ASSIGNMENT:
Output, exactly and alone, the lines from the one containing "Target: sidewalk" through the last line of the material below, both ends included.

Top of AVAILABLE RECORDS

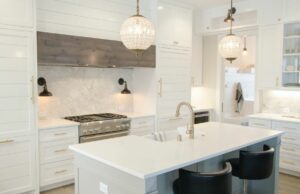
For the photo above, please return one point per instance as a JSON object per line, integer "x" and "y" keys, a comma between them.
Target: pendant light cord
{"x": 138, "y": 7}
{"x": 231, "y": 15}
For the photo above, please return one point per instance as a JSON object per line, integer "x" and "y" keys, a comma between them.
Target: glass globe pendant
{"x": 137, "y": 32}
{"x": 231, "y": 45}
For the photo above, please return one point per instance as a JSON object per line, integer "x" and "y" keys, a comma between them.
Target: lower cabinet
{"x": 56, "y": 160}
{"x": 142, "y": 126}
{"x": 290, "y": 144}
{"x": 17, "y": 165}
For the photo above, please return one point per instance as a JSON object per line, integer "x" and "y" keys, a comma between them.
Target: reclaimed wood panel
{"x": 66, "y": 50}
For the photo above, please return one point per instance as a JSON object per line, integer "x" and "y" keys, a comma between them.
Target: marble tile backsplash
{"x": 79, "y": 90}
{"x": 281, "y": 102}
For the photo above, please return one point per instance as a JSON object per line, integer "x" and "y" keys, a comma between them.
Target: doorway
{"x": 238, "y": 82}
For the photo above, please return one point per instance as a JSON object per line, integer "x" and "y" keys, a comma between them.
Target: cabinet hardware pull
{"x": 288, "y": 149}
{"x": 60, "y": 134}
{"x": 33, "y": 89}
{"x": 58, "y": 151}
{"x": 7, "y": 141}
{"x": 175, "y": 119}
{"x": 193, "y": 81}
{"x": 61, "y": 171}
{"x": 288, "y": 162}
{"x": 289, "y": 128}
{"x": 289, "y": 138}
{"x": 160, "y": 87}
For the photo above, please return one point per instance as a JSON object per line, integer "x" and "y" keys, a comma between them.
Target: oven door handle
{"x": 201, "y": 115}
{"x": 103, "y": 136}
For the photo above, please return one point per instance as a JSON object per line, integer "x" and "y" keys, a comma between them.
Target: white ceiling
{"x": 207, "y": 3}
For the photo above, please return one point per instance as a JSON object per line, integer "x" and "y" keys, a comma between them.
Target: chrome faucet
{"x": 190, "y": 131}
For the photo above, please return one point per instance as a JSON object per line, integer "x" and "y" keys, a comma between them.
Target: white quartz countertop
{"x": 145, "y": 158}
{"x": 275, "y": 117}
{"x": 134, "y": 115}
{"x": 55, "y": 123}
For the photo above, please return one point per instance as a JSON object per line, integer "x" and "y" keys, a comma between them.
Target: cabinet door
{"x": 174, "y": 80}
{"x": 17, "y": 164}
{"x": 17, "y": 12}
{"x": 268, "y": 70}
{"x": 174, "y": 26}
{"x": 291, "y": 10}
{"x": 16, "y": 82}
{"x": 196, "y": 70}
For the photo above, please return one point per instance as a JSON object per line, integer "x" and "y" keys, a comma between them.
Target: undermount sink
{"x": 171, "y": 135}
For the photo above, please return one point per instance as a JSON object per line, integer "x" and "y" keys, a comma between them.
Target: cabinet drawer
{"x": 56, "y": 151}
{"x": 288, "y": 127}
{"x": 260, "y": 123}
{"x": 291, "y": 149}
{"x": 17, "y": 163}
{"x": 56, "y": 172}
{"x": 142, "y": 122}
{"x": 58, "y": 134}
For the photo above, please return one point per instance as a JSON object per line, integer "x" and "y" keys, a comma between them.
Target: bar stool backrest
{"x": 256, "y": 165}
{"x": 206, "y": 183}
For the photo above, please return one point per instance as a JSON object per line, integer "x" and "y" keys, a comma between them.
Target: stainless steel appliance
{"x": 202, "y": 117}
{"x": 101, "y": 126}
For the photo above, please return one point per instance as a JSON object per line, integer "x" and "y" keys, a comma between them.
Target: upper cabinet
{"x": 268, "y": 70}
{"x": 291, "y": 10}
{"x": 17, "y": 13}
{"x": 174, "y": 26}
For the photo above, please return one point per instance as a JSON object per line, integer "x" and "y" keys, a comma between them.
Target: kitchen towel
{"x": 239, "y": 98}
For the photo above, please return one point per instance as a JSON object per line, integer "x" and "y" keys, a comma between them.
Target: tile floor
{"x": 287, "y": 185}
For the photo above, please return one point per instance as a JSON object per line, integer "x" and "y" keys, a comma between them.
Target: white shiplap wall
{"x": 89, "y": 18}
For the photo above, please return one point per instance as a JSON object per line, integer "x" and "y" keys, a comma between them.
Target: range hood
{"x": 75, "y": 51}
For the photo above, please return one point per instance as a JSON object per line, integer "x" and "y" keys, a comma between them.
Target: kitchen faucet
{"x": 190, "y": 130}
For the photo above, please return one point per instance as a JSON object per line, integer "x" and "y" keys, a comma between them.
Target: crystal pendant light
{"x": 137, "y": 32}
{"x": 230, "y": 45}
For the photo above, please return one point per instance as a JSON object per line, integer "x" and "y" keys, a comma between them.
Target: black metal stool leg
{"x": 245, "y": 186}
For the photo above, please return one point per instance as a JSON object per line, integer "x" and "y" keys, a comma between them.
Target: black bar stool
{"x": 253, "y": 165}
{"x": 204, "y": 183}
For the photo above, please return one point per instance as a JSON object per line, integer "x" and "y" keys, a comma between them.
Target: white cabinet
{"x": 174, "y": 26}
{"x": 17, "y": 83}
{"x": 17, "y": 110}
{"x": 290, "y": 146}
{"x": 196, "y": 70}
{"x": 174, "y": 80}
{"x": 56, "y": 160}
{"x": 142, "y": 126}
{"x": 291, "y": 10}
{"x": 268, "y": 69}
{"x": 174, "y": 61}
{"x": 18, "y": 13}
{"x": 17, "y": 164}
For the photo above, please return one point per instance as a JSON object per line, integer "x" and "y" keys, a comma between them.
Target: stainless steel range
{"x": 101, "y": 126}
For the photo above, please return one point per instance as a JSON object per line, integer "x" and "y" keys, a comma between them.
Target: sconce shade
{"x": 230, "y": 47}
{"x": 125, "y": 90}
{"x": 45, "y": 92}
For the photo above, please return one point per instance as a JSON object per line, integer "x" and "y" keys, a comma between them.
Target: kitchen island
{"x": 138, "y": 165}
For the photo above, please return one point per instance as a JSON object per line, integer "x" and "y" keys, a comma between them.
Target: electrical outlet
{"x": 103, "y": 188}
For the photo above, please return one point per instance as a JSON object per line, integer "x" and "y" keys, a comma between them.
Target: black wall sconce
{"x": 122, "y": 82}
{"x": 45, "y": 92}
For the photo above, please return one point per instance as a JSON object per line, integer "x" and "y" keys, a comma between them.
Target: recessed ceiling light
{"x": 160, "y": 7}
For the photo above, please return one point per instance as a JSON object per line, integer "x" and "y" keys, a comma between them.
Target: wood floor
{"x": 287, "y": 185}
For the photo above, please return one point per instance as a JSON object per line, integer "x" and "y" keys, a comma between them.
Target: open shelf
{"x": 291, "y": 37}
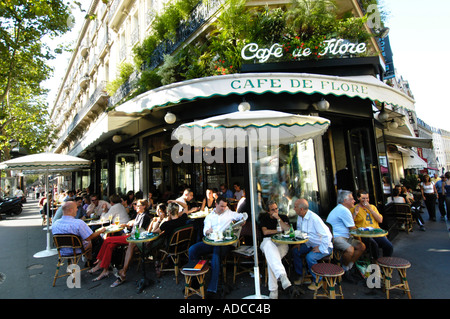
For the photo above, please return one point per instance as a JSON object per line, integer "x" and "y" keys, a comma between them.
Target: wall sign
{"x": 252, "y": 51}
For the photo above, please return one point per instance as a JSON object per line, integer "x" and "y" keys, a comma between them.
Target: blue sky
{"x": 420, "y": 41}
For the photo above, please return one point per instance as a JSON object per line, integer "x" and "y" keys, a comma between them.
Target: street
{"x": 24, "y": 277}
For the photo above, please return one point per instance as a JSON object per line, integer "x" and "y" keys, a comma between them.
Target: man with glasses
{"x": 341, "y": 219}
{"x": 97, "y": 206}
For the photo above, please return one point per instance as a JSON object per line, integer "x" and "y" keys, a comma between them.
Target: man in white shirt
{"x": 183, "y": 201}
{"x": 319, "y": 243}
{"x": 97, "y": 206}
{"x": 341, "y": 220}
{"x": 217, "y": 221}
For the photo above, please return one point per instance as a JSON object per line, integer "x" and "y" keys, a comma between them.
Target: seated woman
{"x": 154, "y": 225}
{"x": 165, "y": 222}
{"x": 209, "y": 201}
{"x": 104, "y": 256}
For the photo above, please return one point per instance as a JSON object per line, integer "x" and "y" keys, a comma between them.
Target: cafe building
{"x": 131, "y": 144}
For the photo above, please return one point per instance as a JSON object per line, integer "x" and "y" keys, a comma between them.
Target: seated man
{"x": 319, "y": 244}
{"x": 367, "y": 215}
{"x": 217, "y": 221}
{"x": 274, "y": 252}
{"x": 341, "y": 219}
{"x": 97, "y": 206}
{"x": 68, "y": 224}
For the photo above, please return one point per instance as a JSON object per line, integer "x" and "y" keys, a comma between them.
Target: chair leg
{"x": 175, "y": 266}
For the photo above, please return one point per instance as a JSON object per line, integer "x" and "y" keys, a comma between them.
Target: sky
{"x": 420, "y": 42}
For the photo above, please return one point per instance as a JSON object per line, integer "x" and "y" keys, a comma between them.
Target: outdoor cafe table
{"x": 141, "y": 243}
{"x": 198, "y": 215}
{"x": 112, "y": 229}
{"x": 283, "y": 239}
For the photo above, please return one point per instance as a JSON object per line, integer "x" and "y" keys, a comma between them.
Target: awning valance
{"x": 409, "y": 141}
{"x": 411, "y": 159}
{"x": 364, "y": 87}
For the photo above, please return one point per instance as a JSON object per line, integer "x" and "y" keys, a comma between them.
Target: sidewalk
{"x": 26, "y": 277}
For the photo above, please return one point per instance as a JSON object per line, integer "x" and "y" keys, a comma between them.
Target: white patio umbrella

Bottom of AVAILABLE RECORDS

TASK SOLUTION:
Target: sidewalk
{"x": 26, "y": 277}
For the photo above, please return one point per instance as a JSON object per line, integer "x" and "y" keys, a comma between them.
Target: white patio umbrella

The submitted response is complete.